(Entrées de pointage d'objets étiquetés)

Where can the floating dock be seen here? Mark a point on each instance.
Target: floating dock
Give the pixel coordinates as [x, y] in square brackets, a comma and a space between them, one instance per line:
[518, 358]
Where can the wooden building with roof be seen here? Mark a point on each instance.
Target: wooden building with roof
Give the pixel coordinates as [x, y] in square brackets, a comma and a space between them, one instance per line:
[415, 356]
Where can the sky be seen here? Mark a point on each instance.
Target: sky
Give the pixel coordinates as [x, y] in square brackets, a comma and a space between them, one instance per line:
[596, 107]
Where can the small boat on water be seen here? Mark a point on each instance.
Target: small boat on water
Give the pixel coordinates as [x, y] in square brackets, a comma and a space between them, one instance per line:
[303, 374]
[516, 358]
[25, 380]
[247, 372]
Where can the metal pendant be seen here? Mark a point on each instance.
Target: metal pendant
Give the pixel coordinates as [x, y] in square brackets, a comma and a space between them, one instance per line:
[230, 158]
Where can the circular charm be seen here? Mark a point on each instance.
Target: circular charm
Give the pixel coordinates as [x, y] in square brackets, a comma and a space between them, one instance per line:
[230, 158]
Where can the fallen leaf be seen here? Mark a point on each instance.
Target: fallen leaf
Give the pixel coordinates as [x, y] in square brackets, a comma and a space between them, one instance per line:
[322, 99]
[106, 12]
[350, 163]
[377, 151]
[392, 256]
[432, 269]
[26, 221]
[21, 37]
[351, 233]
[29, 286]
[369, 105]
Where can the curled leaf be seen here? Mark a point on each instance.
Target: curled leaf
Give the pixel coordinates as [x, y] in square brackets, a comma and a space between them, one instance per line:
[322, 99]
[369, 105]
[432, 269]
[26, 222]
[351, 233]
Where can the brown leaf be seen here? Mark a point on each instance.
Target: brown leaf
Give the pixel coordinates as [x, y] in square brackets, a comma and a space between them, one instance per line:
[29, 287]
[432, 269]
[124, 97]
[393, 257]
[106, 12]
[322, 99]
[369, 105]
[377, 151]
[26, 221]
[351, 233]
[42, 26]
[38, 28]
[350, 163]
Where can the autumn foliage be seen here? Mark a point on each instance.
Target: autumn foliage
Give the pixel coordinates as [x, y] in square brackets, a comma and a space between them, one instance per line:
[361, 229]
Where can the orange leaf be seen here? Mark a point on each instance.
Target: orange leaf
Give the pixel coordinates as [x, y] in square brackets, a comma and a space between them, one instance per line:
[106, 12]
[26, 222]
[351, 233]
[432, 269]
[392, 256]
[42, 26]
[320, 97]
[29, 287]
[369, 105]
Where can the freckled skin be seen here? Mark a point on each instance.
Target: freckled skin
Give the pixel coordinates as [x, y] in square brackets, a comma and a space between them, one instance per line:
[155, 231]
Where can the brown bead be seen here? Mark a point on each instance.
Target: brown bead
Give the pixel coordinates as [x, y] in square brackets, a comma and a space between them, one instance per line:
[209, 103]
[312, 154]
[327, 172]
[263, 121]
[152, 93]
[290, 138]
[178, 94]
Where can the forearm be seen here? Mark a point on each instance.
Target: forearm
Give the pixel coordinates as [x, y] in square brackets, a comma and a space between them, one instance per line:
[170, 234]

**OBJECTIF DE LA TÂCHE:**
Reproduisez à l'identique chacune des lignes du matériel ci-dessus, du début à la fin.

**RÉPONSE ATTENDUE:**
Where can the floating dock be seen here? Mark a point on each instance.
Target: floating dock
Give the pixel coordinates as [x, y] in square brackets, a comma and a space between them, one instance per line:
[518, 358]
Where can the wooden building with roof be seen here? Mark a point on each instance.
Target: wooden building with roof
Give the pixel coordinates as [x, y] in square brackets, a comma and a space between them, one instance per line:
[415, 356]
Where can the sky be seen here? Mark a point on each instance.
Target: sky
Give the pixel coordinates as [x, y] in square brackets, a comma and a space between them, one instance per line:
[596, 107]
Where can the small boat on water be seen here? Mark a point on each instance.
Target: small boat on water
Give the pixel coordinates as [x, y] in square brackets, a comma and a space between them, one instance per line:
[303, 374]
[516, 358]
[25, 380]
[247, 372]
Where can the metal pendant be seen here? Mark a point on each instance.
Target: metal pendant
Give the pixel coordinates as [x, y] in square brackets, a comma and a space between them, one instance per line:
[230, 158]
Where can the circular charm be seen here? Mark a point on each instance.
Target: circular charm
Give the pixel coordinates as [x, y] in square brackets, a comma and a space between them, one instance per line:
[230, 158]
Where can the fallen leaf be seen here? Mark a point on each instance.
Target: fallen leaf
Give the pixel coordinates as [x, y] in square brackets, a comma and a space between them, one instance per line:
[322, 99]
[106, 12]
[350, 163]
[377, 151]
[392, 256]
[432, 269]
[26, 221]
[21, 37]
[351, 233]
[29, 286]
[369, 105]
Where can the curled leaf be seen here? Mark a point on each instance.
Target: curled leaf
Give the pixel coordinates as [x, y] in square brackets, a comma and a space between them, one instance per line:
[322, 99]
[369, 105]
[432, 269]
[26, 222]
[351, 233]
Where can the brown leaf be seen here? Mark a point on each instance.
Target: brown leaf
Give the pixel coordinates as [x, y] in square brackets, a comma and a space between them, one instance per line:
[29, 287]
[432, 269]
[124, 97]
[393, 257]
[106, 12]
[322, 99]
[369, 105]
[377, 151]
[26, 221]
[351, 233]
[42, 26]
[38, 28]
[350, 163]
Where can the autumn foliage be seen here? Mark a point on each instance.
Target: autumn foliage
Give the pixel coordinates as [x, y] in square brackets, a comma and a space between them, one instance per line:
[361, 229]
Where can the orange leaf be seen here? Mark a point on each instance.
Target: orange leaf
Give the pixel coordinates as [x, y] in square brackets, a comma and a space between them, one instance per line:
[106, 12]
[26, 222]
[351, 233]
[432, 269]
[392, 256]
[42, 26]
[320, 97]
[29, 287]
[369, 105]
Where can the freckled skin be seen here? Mark a point on each instance.
Target: freckled skin
Give the pixel coordinates as [x, y] in square brackets, a comma and a space between them, one instance per line:
[155, 231]
Where can the brown bead be seen here? Mark a point on each instance.
Target: brown bead
Give the pixel coordinates as [x, y] in square brackets, a comma and a space between them, one instance per line:
[209, 103]
[312, 154]
[327, 172]
[263, 121]
[152, 93]
[290, 138]
[178, 94]
Where can the forearm be seen here? Mark a point on each instance.
Target: forearm
Give the pixel coordinates as [x, y] in square brackets, a comma and a space between them, one instance per line:
[170, 234]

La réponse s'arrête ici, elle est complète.